--- Extracted text Enclosed Below ---
Being a widow is difficult if the relationship between the two spouses was a good one. There are times that being a widow is harder than other times. Like now. The Holidays. Being a widow and having 12 grandchildren becomes quite expensive and for the first time in many years I am unable to gift my children as well as their children.
Fortunately they understand that I can no longer give boxes of band aids with funny pictures on them to my youngest grandchildren. I don’t know when it happened but they have outgrown the “bandage years.” Now they want more expensive items – they won’t be getting those either – but it doesn’t stop the “wanting.” So not being able to give what I would like to give is a downer but livable.
Under my tree – an artificial one this year – are many presents for my grandchildren, and a few for the foreign language students that have lived with me for over a year. And, there are two presents under the tree for me – one from a former student in Germany and another one from a man that worked for me as a school counselor in 1977! But nothing from Bob; the man that spent months trying to find the most appropriate gift for me and always managed to keep it a secret.
--- End of Enclosed Extracted text ---
--- Extracted entries Enclosed Below ---
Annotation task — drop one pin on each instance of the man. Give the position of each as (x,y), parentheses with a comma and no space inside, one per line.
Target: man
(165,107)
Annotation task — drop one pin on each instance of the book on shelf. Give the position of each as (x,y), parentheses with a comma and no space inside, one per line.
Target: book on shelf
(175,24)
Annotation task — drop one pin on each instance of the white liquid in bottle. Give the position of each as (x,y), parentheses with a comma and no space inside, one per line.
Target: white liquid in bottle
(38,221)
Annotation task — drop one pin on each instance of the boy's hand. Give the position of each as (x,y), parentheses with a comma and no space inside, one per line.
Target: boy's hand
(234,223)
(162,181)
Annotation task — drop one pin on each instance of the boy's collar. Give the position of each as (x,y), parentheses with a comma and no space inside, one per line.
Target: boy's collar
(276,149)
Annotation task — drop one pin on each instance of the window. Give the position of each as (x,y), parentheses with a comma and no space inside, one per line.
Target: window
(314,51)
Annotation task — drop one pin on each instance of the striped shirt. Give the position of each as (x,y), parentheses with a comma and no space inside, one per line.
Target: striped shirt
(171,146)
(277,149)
--- End of Enclosed Extracted entries ---
### Study questions
1 > According to the essay on widowhood at the holidays, what kind of tree is standing in the writer's home this year?
2 > Resume the essay on widowhood at the holidays, picking up after its final sentence.
The records were taken from a separate source and are not connected to the essay on widowhood at the holidays.

### Responses by task
1 > An artificial one.

2 >
Of course it was reciprocal – I’d spend days finding a gift for him that could not be duplicated by any stretch of the imagination. For example: I once took 60 people to Hollywood Park for the “First running of the Bob Curry sweepstakes” when Hollywood Park was still racing harness horses. Or when we lived in Lake Havasu and I rented two “sled boats” and took 100 people to Laughlin – when Laughlin was just beginning – for the “Bob Curry Bingo Night”.
As I pondered my loss – again – my mailman – Gaston – remember the story I wrote on him? – knocked on my door to deliver my mail and told me that I had a check from the government. (I was bemoaning the fact that my Japanese student will be leaving on December 29th to live with another host family that is cheaper than me.) I told him that I don’t get checks from the government and it must have been a mistake. As we looked at it closer we found that it was from “Government Employees Insurance Co.” – better known as “GEICO”.
We talked about how welcome a check would be right now since Megumi was leaving; the insurance on the house was due, etc. and I proceeded to try to open the check. I tore of the two serrated sides as the directions indicated and then I tried to separate the top from the sides. With my recent trigger finger surgery I could not do so and Gaston had to help me. But it wasn’t that easy – because there was still a third layer of paper between the top and the sides of the check. We could see that it was a refund because it said, “This refund is due to a recent adjustment to your policy.” Wow! I have a new car; maybe they charged me too much for my insurance.
Finally Gaston opened the check and we could see the amount. I think we were two of the most hysterical people in all of Ocean Beach at 2:30pm on December 24th. We read the amount; reread the amount; and again laughed hysterically. The check reads, and I kid you not, “zero and 06/100 dollars”. It is exactly for 6 cents!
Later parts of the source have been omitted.